Please list every line of the items below that contains the word "large", copying each line in full. Case counts.

____

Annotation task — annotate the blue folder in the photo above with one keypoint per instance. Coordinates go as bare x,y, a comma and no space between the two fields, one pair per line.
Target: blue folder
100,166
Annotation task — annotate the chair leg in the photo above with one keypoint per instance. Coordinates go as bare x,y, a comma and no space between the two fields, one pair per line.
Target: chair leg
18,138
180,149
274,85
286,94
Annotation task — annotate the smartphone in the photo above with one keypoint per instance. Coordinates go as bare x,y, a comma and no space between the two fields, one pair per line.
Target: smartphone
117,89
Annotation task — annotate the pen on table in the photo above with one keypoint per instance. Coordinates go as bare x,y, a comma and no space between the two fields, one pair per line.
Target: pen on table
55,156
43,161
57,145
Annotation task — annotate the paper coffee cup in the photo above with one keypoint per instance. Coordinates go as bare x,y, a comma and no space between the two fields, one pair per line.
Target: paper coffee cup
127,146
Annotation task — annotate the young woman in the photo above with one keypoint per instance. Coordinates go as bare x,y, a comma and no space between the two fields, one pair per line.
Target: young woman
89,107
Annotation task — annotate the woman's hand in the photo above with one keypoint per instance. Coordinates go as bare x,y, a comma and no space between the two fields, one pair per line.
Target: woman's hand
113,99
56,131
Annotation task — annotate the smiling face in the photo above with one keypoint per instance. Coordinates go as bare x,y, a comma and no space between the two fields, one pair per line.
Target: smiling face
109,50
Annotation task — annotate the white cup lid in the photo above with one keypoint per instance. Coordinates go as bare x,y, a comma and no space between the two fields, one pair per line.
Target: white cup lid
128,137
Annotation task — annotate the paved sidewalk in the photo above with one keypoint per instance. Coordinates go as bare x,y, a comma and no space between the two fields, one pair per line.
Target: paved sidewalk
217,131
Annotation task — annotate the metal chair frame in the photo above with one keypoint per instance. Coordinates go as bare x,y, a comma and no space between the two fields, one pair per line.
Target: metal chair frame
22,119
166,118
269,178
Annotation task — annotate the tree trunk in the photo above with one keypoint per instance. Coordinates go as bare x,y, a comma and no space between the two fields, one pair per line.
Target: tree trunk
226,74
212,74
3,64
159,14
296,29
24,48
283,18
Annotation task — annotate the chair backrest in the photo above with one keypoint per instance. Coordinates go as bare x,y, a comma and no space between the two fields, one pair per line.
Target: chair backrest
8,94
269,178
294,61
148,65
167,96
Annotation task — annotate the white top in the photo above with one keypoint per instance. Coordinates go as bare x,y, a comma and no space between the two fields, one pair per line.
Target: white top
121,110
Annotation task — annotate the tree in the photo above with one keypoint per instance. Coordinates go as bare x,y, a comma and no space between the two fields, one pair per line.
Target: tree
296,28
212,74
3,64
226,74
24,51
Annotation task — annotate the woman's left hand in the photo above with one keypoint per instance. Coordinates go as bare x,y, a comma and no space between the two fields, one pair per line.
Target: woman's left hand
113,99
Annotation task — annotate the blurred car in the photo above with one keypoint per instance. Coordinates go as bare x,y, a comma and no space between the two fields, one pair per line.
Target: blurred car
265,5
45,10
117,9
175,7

____

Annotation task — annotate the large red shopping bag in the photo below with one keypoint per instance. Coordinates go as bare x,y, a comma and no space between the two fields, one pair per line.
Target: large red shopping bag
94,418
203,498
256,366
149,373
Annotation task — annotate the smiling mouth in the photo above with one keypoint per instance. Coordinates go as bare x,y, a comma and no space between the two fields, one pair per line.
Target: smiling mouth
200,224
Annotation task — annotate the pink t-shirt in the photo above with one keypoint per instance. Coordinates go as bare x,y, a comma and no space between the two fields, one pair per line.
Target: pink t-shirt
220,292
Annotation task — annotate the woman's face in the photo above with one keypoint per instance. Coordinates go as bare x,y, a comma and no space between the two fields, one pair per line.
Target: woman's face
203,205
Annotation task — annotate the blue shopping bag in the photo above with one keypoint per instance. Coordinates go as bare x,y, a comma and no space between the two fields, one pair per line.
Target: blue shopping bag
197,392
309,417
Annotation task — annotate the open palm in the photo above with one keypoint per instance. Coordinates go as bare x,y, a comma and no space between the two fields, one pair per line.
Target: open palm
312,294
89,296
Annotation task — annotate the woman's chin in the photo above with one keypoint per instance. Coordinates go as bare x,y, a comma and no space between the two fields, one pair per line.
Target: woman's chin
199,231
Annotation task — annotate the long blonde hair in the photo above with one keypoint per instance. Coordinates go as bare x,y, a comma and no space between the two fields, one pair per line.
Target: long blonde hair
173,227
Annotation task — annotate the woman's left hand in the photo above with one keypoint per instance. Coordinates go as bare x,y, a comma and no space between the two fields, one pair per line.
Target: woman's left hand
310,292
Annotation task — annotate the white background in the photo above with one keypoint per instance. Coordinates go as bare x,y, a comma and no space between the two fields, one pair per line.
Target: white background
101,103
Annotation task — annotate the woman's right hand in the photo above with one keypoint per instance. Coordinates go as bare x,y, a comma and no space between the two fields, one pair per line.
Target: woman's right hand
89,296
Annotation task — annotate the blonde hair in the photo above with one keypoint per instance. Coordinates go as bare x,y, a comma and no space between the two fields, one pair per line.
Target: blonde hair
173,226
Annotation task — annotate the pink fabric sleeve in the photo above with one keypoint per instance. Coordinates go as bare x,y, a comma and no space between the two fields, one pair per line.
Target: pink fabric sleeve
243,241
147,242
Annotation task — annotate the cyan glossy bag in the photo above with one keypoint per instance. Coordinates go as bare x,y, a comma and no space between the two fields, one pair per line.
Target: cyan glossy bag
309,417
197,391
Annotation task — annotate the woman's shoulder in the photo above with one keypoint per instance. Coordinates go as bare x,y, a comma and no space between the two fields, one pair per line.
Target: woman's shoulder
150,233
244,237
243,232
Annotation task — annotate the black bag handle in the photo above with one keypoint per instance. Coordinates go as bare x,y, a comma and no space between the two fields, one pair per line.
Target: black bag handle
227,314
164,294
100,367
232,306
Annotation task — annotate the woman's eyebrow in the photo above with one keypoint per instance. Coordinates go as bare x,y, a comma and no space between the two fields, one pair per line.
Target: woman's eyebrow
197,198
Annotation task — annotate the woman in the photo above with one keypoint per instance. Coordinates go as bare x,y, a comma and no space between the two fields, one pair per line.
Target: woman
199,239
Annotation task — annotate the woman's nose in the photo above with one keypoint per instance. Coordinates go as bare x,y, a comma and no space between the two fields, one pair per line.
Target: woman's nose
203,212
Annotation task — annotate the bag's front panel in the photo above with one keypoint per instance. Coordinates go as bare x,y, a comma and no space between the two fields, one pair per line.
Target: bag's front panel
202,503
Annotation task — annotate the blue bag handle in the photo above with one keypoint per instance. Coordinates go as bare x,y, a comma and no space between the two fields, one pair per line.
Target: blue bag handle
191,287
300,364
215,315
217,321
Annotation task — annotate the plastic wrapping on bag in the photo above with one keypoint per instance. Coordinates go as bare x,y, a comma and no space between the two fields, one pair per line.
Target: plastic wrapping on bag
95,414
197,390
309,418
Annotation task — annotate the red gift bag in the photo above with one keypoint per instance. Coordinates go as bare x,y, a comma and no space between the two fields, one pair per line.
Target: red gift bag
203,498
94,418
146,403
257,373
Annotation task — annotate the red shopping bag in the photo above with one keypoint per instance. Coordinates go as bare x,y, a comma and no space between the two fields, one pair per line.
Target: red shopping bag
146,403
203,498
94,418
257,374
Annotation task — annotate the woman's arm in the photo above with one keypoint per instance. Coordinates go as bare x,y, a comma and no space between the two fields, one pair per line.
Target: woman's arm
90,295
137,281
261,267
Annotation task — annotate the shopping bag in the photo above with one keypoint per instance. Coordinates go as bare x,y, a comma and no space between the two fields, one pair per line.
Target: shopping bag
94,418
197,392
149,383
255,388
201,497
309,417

____

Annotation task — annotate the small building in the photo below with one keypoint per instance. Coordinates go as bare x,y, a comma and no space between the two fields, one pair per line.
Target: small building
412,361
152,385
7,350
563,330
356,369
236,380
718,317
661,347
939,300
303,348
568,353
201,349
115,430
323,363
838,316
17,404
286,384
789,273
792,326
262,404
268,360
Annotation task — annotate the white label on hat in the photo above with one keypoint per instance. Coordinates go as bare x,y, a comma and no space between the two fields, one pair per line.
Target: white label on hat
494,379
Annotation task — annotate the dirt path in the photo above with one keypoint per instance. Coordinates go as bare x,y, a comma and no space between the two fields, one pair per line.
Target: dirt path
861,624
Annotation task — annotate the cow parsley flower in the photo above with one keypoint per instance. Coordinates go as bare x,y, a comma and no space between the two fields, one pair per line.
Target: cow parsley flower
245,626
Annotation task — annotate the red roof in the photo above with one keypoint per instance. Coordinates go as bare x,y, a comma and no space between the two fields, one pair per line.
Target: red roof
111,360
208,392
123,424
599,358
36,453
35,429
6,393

____

*Correct answer*.
Annotation task — annotate the large red shopping bag in the photo below with one keypoint per instance. Coordinates go as bare x,y, a comma and no space between the two fields, one pair per line.
Target: large red shopping bag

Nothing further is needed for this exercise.